= Texte de la page =
+-------+
Deux mots de présentation :
C’est un bon article descriptif, révélatrice des larges inégalités. Il est paru dans « l’Observatoire des multinationales », mais à se refuser à une analyse de classe de ces inégalités on dérive bien souvent sur une vision partielle des inégalités. En ce qui nous concerne nous insisterons sur 2 points : ces inégalités ne sont pas le fait du hasard ou de tristes circonstances qui pousseraient à reprendre le slogan tant entendu des sociaux-démocrates qu’il faudrait mieux « répartir les richesses ». Ou encore que le gouvernement X ou Y ferait preuve de faiblesse, voire de mauvaise volonté. Le second points c’est de dire qu’il ne s’agit pas d’humanisme bien pensé, ni de bonne volonté à vouloir changer les choses, mais que l’on a à faire à tout un système économique et social ayant à sa tête le Capitalisme Monopoliste d’État (CME). On ne peut aujourd’hui analyser (et comprendre en son fond) un phénomène économique que si on a en tête cette réalité : un État dont les institutions ont fusionné avec les directions des grandes entreprises capitalistes, bien souvent internationales. La solution à cette situation apparaît alors comme la nécessité d’une lutte contre ce CME, d’une lutte pour le Pouvoir, d’une lutte pour la révolution sociale.
Des retraites patrons, grandes tailles
Alors que le mouvement social contre la réforme des retraites voulue par Emmanuel Macron prend de l’ampleur, les dirigeants néo-retraités du CAC40 jouissent d’une sort plus que favorable.
Plusieurs grands patrons du CAC40 ont pris leur retraite ces derniers mois. Antoine Frérot (Veolia, à 64 ans), Jean-Paul Agon (L’Oréal, à 65 ans), Benoît Potier (Air Liquide, à 64 ans), Pierre-André de Chalendar (Saint-Gobain, à 63 ans) et Martin Bouygues (à 69 ans) ont tous cédé les rênes de leur entreprise en 2021 ou 2022 au terme d’une longue carrière au sein de leur groupe. Ou, pour être plus précis, ils ont cédé la direction opérationnelle de leur groupe (le DG de « PDG ») tout en restant au moins provisoirement président du conseil d’administration (le P de « PDG »). Dans le cas de Martin Bouygues, il reste aussi le principal actionnaire du groupe de BTP via la holding familiale [1].
+-------+
= Défis =
1/ Dans le texte sur les retraites des patrons, relevez le nom de chaque dirigeant du CAC40 qui a cédé la direction de son groupe en 2021 ou 2022.
2/ Selon le texte sur les retraites des patrons, que signifie le sigle CME ?
3/ Rédigez la suite du texte sur les retraites des patrons, à partir de sa dernière phrase.

= Données fournies =
+-------+
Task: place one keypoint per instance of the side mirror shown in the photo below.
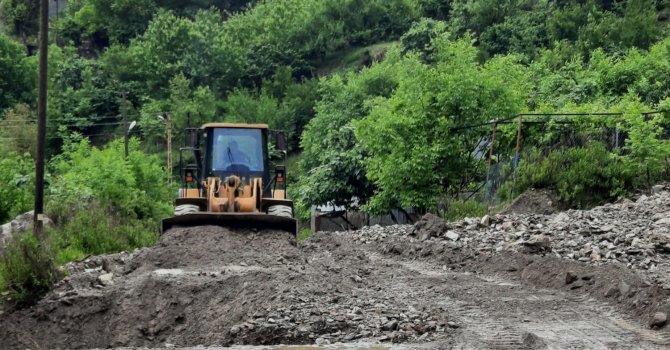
+-------+
= Réponses aux défis =
1/ Antoine Frérot, Jean-Paul Agon, Benoît Potier, Pierre-André de Chalendar, Martin Bouygues

2/ Capitalisme Monopoliste d'État

3/
Que l’on se rassure donc : ces néo-retraités ont largement de quoi couler des jours paisibles. Ils ont eu la liberté de choisir quand ils partiraient à la retraite, dans quelles conditions, et par qui ils seraient remplacés, tout en s’assurant qu’ils continueraient de jouir d’une grande part de leur prestige social, sans se retrouver soudain rejetés en marge et considérés comme des « assistés » par les pouvoirs publics. Contrairement à beaucoup de leurs concitoyens.
Les retraites chapeaux sont toujours là
Certes, les beaux jours des « retraites chapeaux » sont en grande partie derrière nous. Il y a quelques années encore, les patrons du CAC40 qui partaient à la retraite suscitaient quasi immanquablement la polémique lorsque la presse dévoilait le montant des pensions complémentaires qu’ils devaient toucher de leur ancienne entreprise : 1,7 million d’euros par an pour Franck Riboud (ancien PDG de Danone parti à la retraite en 2014), 3 millions pour l’ancien PDG de L’Oréal Lindsay Owen-Jones pari en 2011, 1,3 million pour l’ancien patron d’Airbus Tom Enders (parti en 2020), 800 000 euros pour l’ancien PDG d’Engie Gérard Mestrallet (parti en 2018), ou encore 500 000 euros pour l’ex patron de PSA Philippe Varin (parti en 2014), qui s’est trouvé contraint, face au scandale, de renoncer à une partie de sa pension.
Jean-Paul Agon, ex PDG et aujourd’hui président du conseil d’administration de L’Oréal, pourrait ainsi prétendre à une retraite chapeau de 1,6 million d’euros par an, soit 126 fois la pension moyenne d’un Français ou d’une Française (environ 1500 € par mois).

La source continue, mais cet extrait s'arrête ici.